TASK DESCRIPTION:
Which lines in the items below contain the word "hand"? Pick out each of those lines and copy it.

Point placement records
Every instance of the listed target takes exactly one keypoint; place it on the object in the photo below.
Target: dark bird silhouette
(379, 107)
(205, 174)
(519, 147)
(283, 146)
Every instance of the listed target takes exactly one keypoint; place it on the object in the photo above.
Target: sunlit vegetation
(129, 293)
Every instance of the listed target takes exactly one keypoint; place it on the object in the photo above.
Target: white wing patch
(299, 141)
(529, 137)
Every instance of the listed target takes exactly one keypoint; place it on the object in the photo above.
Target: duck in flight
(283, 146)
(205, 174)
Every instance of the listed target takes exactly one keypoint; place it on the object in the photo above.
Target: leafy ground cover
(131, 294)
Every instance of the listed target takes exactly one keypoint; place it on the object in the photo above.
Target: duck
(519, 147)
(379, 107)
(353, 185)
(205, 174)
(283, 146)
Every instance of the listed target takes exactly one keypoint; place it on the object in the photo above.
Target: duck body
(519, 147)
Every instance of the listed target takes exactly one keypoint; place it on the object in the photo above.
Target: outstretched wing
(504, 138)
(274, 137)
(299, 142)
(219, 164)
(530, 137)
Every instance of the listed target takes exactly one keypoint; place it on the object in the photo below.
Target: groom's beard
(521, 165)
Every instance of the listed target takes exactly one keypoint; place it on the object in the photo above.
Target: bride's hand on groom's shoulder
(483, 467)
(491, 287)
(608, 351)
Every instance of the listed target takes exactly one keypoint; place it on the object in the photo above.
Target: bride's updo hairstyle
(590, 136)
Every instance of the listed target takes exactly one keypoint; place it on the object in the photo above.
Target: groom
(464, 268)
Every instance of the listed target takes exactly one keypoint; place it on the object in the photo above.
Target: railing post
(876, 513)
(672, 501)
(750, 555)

==

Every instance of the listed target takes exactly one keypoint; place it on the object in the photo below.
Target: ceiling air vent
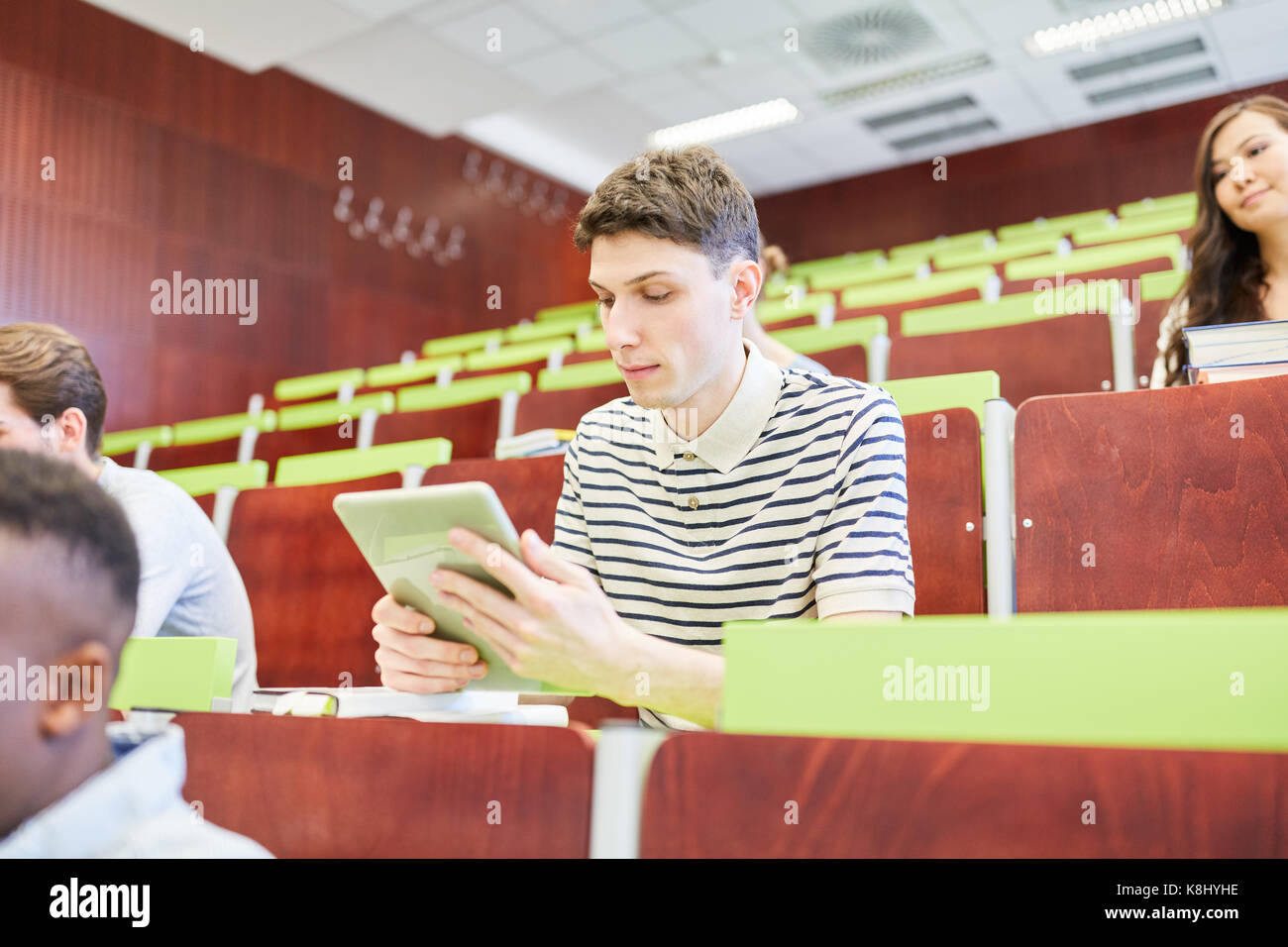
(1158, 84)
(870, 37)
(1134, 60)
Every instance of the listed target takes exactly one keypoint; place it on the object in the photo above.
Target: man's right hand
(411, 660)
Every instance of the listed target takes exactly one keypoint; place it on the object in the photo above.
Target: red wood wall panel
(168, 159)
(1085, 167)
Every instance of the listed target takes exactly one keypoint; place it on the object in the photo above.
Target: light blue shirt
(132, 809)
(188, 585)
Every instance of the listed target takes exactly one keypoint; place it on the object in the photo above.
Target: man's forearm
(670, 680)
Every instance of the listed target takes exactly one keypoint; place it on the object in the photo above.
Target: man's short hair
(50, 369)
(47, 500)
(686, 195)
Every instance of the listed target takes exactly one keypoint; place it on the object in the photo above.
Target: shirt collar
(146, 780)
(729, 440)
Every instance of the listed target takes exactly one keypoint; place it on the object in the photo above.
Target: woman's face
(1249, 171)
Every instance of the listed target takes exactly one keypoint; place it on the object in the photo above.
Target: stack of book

WRITTEN RESPONSE:
Target: bride's hand on groom's shoulder
Target: man's right hand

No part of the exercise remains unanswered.